● JOB:
In the review exchange on full iron tailings concrete columns, transcribe the stretch from "Response to Reviewer" through "point in blue.".

● SUPPLIED TEXT:
....

Mechanical Behaviour Evaluation of Full Iron Tailings Concrete Columns under Large Eccentric Short-Term Loading

Round 1

Reviewer 1 Report

The article is a collection of interesting results.

The authors deliver results in large quantities, but what is lacking is to highlight what these results bring back that is innovative compared to what exists in the bibliography. Authors are encouraged to compare their results with other articles and therefore amend this version and propose a new one.

Author Response

Response to Reviewer #1

We appreciate the reviewer’s comments. We have modified the manuscript accordingly. The main changes are highlighted in the revised version. In the following, our responses are marked point by point by point in blue.

Comments to authors:

The article is a collection of interesting results.

The authors deliver results in large quantities, but what is lacking is to highlight what these results bring back that is innovative compared to what exists in the bibliography. Authors are encouraged to compare their results with other articles and therefore amend this version and propose a new one.

R: Thank you for the suggestion. We agree with this suggestion and the novelty and significance of the present have been highlighted in the last paragraph of the introduction section as follows:

The novelty of this study is the use of full iron tailings concrete (FITC), which was produced using iron tailings powder as an admixture, iron tailings gravel as a coarse aggregate and iron tailings sand as a fine aggregate. In addition, to the best of our knowledge, this is the first report in the literature to investigate the structural behaviour of FITRC columns under large eccentric loads. To comprehensively evaluate the characteristics and limitations of FITRC columns in order to provide a theoretical basis for the large-scale use of iron tailings. We believe that this study can be of practical significance to structural engineers in China.

 

In the results and discussion, we added one latest relevant reference on the mechanical behaviour of iron tailings reinforced concrete specimens, and compared the results of this study with those of two relevant references.

....

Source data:
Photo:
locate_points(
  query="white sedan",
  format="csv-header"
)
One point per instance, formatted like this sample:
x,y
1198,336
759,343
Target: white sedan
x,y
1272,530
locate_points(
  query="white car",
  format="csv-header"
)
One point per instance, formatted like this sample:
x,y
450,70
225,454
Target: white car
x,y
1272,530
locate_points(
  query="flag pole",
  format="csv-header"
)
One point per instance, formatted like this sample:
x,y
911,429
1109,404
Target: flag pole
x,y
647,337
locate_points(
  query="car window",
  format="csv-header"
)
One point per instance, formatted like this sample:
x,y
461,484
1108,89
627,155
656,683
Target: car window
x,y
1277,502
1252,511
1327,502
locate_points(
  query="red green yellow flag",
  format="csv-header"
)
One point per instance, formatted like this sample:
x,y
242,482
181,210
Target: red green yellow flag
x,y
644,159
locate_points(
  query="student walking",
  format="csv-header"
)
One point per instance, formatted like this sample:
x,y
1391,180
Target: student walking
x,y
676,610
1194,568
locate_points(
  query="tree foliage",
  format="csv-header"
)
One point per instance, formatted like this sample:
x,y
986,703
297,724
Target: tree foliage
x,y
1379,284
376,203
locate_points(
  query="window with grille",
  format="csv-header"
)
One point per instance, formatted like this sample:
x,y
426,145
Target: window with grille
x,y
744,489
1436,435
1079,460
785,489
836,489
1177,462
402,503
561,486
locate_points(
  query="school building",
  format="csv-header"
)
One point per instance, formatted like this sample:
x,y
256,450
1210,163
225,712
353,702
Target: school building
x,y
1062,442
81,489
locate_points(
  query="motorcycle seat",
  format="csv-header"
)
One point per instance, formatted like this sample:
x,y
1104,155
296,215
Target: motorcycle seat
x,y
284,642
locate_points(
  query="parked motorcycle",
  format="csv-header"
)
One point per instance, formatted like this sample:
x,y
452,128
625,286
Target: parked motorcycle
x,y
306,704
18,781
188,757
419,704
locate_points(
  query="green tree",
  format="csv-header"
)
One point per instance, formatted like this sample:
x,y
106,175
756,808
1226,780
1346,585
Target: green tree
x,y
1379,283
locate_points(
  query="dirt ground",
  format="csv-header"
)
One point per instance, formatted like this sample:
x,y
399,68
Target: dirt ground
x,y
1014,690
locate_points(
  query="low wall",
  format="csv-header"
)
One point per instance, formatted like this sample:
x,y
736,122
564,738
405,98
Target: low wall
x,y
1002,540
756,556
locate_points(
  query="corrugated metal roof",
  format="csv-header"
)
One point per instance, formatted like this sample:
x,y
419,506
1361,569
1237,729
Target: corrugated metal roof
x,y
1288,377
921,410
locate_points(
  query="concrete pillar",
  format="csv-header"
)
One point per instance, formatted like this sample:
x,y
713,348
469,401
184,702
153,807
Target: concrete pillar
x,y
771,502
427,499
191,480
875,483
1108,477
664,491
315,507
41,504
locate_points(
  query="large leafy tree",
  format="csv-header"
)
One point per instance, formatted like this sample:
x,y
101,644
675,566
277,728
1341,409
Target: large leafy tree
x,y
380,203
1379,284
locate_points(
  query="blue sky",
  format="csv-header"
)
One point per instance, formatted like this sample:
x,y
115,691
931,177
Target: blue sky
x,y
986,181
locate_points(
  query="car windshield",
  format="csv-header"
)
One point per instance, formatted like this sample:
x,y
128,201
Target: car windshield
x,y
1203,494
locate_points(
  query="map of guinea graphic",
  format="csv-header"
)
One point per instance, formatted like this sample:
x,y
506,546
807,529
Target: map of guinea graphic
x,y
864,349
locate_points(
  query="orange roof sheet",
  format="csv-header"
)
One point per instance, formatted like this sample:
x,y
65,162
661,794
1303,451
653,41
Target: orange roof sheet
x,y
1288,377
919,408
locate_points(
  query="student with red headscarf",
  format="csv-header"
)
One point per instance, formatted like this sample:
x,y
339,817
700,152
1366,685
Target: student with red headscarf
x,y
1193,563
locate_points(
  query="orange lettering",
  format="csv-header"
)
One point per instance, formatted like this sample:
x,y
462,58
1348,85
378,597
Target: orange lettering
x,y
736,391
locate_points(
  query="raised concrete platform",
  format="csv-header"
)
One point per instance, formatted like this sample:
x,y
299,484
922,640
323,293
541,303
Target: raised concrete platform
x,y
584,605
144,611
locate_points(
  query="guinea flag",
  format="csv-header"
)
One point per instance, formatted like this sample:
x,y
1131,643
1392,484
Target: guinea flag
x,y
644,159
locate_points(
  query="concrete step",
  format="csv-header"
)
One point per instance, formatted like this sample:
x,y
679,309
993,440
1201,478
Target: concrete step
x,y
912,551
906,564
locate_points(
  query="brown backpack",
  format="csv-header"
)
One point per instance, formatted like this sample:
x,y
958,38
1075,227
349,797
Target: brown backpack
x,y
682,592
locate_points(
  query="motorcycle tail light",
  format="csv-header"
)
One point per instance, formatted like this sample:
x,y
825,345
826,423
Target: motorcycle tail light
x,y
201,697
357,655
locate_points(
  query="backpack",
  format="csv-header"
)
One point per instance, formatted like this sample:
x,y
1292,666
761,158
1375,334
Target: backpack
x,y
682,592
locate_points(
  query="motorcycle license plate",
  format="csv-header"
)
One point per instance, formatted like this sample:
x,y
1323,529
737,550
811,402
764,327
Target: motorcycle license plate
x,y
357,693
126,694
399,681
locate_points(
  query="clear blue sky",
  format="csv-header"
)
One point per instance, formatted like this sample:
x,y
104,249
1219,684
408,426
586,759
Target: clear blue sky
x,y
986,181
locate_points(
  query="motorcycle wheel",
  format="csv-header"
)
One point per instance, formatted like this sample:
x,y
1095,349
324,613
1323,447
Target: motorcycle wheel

....

● SOLUTION TO THIS TASK:
Response to Reviewer #1

We appreciate the reviewer’s comments. We have modified the manuscript accordingly. The main changes are highlighted in the revised version. In the following, our responses are marked point by point by point in blue.